----- GIVEN DATA -----

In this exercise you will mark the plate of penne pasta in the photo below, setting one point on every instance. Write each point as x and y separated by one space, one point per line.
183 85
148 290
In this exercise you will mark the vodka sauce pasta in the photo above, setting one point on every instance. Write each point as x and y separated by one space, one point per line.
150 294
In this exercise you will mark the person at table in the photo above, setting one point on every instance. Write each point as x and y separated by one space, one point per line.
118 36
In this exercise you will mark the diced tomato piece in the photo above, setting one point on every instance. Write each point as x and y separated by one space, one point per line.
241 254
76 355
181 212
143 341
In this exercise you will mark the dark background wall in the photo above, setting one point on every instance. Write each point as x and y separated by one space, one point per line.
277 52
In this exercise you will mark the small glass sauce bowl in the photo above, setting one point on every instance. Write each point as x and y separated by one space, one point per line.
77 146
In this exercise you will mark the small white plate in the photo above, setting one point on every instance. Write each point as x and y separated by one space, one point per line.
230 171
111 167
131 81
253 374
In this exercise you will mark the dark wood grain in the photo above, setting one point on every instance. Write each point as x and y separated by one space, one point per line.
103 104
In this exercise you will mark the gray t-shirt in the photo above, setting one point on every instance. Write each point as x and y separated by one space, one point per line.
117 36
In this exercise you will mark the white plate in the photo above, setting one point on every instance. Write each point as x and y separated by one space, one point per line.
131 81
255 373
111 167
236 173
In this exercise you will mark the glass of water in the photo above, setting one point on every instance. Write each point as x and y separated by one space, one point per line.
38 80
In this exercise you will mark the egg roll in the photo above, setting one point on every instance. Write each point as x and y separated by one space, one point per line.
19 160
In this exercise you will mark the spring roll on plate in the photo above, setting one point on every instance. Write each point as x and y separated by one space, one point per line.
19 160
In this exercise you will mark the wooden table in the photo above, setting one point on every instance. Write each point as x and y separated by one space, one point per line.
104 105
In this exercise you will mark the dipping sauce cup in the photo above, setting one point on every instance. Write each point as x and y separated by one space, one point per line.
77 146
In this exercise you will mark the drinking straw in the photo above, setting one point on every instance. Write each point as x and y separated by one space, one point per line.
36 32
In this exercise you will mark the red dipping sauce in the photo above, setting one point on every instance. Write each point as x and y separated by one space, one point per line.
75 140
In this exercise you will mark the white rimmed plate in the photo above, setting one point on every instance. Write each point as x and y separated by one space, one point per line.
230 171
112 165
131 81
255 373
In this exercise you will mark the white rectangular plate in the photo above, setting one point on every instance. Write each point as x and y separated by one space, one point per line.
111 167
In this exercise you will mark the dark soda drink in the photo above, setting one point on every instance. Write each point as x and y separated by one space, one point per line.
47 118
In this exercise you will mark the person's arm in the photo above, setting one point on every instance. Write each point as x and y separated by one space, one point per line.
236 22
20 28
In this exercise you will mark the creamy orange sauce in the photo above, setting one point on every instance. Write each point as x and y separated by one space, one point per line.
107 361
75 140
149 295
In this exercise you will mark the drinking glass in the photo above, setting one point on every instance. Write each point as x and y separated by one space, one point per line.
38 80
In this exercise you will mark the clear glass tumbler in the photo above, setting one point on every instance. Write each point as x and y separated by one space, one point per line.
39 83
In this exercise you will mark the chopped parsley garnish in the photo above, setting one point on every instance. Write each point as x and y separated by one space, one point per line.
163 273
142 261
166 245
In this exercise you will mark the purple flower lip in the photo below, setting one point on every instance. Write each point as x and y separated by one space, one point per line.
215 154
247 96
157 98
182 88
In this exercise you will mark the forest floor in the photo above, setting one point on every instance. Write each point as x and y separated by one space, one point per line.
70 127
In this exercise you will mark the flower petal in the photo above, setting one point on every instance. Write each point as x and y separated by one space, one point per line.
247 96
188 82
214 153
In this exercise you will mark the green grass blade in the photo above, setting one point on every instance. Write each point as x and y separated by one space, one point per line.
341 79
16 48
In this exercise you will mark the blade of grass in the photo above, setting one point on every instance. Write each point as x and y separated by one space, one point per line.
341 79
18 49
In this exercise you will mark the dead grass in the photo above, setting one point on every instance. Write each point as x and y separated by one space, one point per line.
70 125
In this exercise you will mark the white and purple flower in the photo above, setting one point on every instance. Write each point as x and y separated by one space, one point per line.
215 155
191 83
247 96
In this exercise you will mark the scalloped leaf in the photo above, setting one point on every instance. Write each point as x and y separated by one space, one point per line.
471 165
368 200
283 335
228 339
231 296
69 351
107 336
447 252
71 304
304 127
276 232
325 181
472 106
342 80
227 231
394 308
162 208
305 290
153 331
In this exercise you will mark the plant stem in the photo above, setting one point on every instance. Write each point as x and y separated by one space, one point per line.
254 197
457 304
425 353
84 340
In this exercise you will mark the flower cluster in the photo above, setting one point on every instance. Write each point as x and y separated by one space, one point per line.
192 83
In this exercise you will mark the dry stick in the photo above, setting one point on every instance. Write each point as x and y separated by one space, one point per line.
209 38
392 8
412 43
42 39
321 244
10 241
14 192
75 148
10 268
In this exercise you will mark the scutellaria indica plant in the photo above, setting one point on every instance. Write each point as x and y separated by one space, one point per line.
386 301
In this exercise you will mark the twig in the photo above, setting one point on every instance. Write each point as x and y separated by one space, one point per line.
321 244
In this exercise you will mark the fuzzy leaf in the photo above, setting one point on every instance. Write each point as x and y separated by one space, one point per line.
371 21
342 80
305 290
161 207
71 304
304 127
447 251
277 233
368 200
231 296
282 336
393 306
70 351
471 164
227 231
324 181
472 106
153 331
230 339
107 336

-----

INSTRUCTIONS TO FOLLOW: Put the lines of the records into a JSON list of strings, one string per line and no blank lines. Begin at the line that contains "In this exercise you will mark the twig" and stop at the end of the records.

EXPECTED ANSWER:
[
  "In this exercise you will mark the twig in the photo above, setting one point on every instance. Write each point as x and y separated by one space, one point per line.",
  "321 244",
  "In this exercise you will mark the fuzzy leaf in the photo above, setting one point on every instance. Write each point as x and y separated by one space, one point per line.",
  "371 21",
  "342 80",
  "305 290",
  "161 207",
  "71 304",
  "304 127",
  "447 251",
  "277 233",
  "368 200",
  "231 296",
  "282 336",
  "393 306",
  "70 351",
  "471 164",
  "227 231",
  "324 181",
  "472 106",
  "153 331",
  "230 339",
  "107 336"
]